**OBJECTIVE**
Give each line of the listing as an item in a numbered list, leaving out any blank lines.

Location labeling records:
┄┄┄┄┄┄┄┄┄┄┄┄┄┄┄┄┄┄┄┄

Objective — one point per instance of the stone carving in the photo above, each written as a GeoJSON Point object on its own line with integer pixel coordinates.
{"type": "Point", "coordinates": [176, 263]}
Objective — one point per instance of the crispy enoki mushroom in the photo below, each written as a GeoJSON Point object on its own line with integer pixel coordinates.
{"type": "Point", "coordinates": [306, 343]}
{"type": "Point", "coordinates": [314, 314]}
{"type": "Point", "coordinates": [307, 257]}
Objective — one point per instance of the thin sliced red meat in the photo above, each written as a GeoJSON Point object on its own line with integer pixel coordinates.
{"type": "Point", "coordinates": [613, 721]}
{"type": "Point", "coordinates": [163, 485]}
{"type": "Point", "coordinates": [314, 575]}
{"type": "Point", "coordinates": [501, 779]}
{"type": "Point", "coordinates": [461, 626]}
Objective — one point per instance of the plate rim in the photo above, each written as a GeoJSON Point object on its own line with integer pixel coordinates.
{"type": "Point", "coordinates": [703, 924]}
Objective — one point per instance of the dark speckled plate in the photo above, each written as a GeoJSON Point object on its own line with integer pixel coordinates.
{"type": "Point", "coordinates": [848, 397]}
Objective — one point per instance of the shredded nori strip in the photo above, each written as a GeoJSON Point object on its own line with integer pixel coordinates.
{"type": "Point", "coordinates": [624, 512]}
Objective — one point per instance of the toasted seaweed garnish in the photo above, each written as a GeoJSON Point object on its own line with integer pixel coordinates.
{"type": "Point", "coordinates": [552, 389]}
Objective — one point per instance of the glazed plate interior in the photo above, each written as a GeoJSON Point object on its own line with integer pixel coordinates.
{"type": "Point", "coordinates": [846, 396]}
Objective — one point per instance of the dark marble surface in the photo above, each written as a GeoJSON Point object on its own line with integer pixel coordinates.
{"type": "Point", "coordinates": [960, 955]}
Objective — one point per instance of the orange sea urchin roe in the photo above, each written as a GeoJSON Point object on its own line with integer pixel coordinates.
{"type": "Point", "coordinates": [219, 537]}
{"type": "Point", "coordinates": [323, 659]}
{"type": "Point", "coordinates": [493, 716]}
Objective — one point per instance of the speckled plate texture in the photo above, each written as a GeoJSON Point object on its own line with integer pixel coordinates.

┄┄┄┄┄┄┄┄┄┄┄┄┄┄┄┄┄┄┄┄

**FINAL RESULT**
1. Objective — one point per instance of the stone carving in the photo above, each written as a GeoJSON Point object on its own line with integer pixel coordinates.
2. {"type": "Point", "coordinates": [176, 263]}
3. Objective — one point per instance of the crispy enoki mushroom in the photo below, each written as a GeoJSON Point object on its own line with integer pixel coordinates.
4. {"type": "Point", "coordinates": [306, 343]}
5. {"type": "Point", "coordinates": [314, 314]}
6. {"type": "Point", "coordinates": [307, 257]}
7. Objective — one point per instance of the thin sliced red meat in the photo above, each written as a GeoJSON Point object on its own line with integer pixel coordinates.
8. {"type": "Point", "coordinates": [613, 721]}
9. {"type": "Point", "coordinates": [163, 485]}
10. {"type": "Point", "coordinates": [314, 575]}
11. {"type": "Point", "coordinates": [501, 779]}
12. {"type": "Point", "coordinates": [461, 626]}
13. Objective — one point per instance of the plate rim in the photo above, each written as a GeoJSON Point object on its own line with integer pixel coordinates.
14. {"type": "Point", "coordinates": [703, 924]}
15. Objective — one point per instance of the dark speckled plate in the photo above, each written as a GeoJSON Point object on its own line with integer pixel coordinates.
16. {"type": "Point", "coordinates": [848, 397]}
17. Objective — one point per instance of the shredded nori strip in the photo above, each written as a GeoJSON Point object on its own line with integer pixel coordinates.
18. {"type": "Point", "coordinates": [624, 512]}
19. Objective — one point per instance of the toasted seaweed garnish in the photo above, each written as a GeoJSON Point object on its own line with integer pixel coordinates.
20. {"type": "Point", "coordinates": [552, 389]}
21. Objective — one point per instance of the glazed plate interior in the photo above, each written as a GeoJSON Point object on its own line with integer pixel coordinates.
22. {"type": "Point", "coordinates": [846, 396]}
23. Objective — one point per instance of the dark marble surface in the photo above, each written as a GeoJSON Point object on its own line with integer pixel coordinates.
24. {"type": "Point", "coordinates": [960, 955]}
25. Objective — one point per instance of the orange sea urchin roe in the photo above, each written as a GeoJSON Point object on its own line with integer pixel coordinates.
26. {"type": "Point", "coordinates": [219, 537]}
27. {"type": "Point", "coordinates": [323, 659]}
28. {"type": "Point", "coordinates": [493, 716]}
29. Objective — one point per instance of the speckled plate texture in the photo above, each written as a GeoJSON Point object on its own line with integer pixel coordinates.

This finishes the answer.